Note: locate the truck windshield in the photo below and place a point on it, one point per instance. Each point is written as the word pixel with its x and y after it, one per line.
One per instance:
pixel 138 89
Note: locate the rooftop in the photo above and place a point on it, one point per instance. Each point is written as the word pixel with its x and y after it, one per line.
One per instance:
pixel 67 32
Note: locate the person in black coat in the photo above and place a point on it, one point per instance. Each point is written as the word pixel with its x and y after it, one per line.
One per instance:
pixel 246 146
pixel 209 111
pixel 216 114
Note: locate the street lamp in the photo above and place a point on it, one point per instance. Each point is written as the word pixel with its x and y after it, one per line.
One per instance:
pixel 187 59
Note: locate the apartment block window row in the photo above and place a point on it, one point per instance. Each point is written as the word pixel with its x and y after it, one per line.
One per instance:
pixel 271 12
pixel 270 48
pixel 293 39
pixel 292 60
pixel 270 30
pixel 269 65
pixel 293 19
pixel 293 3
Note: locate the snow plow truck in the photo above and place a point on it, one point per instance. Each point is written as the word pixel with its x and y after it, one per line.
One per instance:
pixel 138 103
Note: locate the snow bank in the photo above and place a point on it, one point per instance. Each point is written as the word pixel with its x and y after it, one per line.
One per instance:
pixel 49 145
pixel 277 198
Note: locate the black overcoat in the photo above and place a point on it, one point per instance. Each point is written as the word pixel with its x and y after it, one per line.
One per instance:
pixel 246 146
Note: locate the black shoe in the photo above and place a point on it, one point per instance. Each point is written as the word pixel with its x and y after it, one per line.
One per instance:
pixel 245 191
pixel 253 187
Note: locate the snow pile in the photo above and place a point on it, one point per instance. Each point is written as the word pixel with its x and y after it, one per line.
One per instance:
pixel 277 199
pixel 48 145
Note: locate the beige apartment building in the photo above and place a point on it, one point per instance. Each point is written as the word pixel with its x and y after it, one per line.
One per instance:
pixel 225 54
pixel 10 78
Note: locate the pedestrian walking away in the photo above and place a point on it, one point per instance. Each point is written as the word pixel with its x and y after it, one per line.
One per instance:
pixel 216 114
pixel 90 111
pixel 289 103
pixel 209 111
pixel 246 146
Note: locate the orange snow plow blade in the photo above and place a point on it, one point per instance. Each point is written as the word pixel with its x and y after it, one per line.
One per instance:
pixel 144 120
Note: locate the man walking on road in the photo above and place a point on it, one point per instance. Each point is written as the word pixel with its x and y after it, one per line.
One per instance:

-- AIM OF THE TASK --
State, as a number only, how many lines in the entries include "plow".

-- THE ANSWER --
2